Task objective
Write out the items below verbatim, beginning with the line that contains "subject: blue denim jeans" and continuing through the last line of the items.

Exercise inputs
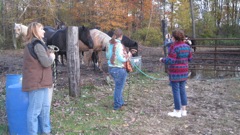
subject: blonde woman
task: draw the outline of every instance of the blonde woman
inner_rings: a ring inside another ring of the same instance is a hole
[[[23,55],[22,90],[29,93],[27,128],[29,135],[50,134],[50,99],[52,87],[51,65],[55,59],[43,41],[43,25],[32,22],[28,26]],[[38,129],[40,128],[40,129]]]

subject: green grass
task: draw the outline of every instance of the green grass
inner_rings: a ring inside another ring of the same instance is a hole
[[[149,73],[151,76],[161,77],[159,74]],[[112,84],[96,87],[92,84],[81,87],[81,97],[70,97],[69,90],[54,91],[51,106],[52,134],[67,135],[105,135],[119,131],[126,126],[127,111],[113,111]],[[125,86],[124,97],[128,96],[128,89],[139,90],[150,88],[153,80],[141,74],[130,74]],[[141,86],[139,87],[139,84]],[[131,95],[131,94],[130,94]],[[1,114],[5,113],[5,95],[0,96]],[[144,115],[144,112],[140,112]],[[4,116],[1,117],[2,119]],[[6,118],[6,117],[5,117]],[[137,124],[137,123],[135,123]],[[7,121],[0,123],[0,135],[7,134]]]
[[[102,91],[94,86],[81,88],[81,98],[71,98],[67,92],[65,89],[54,93],[51,109],[53,134],[109,134],[111,129],[124,124],[123,112],[112,110],[112,96],[96,97]]]

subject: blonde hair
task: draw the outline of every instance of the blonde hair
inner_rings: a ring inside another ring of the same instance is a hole
[[[115,43],[116,43],[115,39],[121,37],[122,35],[123,35],[122,30],[119,29],[119,28],[117,28],[117,29],[114,31],[114,34],[113,34],[113,36],[112,36],[112,39],[110,40],[110,43],[111,43],[111,44],[115,44]]]
[[[26,36],[27,43],[30,43],[33,38],[37,38],[37,39],[41,40],[42,42],[44,42],[42,37],[40,37],[38,34],[38,29],[40,27],[43,27],[43,25],[38,22],[32,22],[28,25],[27,36]]]

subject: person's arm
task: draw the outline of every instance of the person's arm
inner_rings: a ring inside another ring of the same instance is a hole
[[[110,53],[110,44],[108,44],[107,46],[106,46],[106,58],[107,58],[107,60],[109,60],[110,59],[110,56],[111,56],[111,53]]]
[[[50,67],[55,59],[53,56],[48,56],[47,51],[41,44],[34,46],[34,51],[38,57],[39,62],[43,67]],[[54,55],[55,56],[55,55]]]

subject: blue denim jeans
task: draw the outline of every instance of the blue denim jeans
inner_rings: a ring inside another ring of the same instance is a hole
[[[49,89],[42,88],[30,91],[28,100],[27,127],[29,135],[37,135],[38,132],[50,133]]]
[[[109,73],[114,79],[115,88],[114,88],[114,106],[113,109],[117,110],[121,108],[121,106],[124,104],[123,100],[123,90],[125,86],[125,82],[127,79],[127,71],[124,68],[109,68]]]
[[[174,100],[174,109],[181,110],[182,106],[187,105],[186,81],[171,82]]]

Full response
subject: blue denim jeans
task: draw the outline of every instance of the blue denim jeans
inner_rings: a ring inside another ring of the same instance is a hole
[[[49,89],[42,88],[30,91],[28,100],[27,127],[29,135],[37,135],[38,132],[50,133]]]
[[[109,73],[114,79],[115,88],[114,88],[114,106],[113,109],[117,110],[121,108],[121,106],[124,104],[123,100],[123,90],[125,86],[125,82],[127,79],[127,71],[124,68],[109,68]]]
[[[174,100],[174,109],[181,110],[182,106],[187,105],[186,81],[171,82]]]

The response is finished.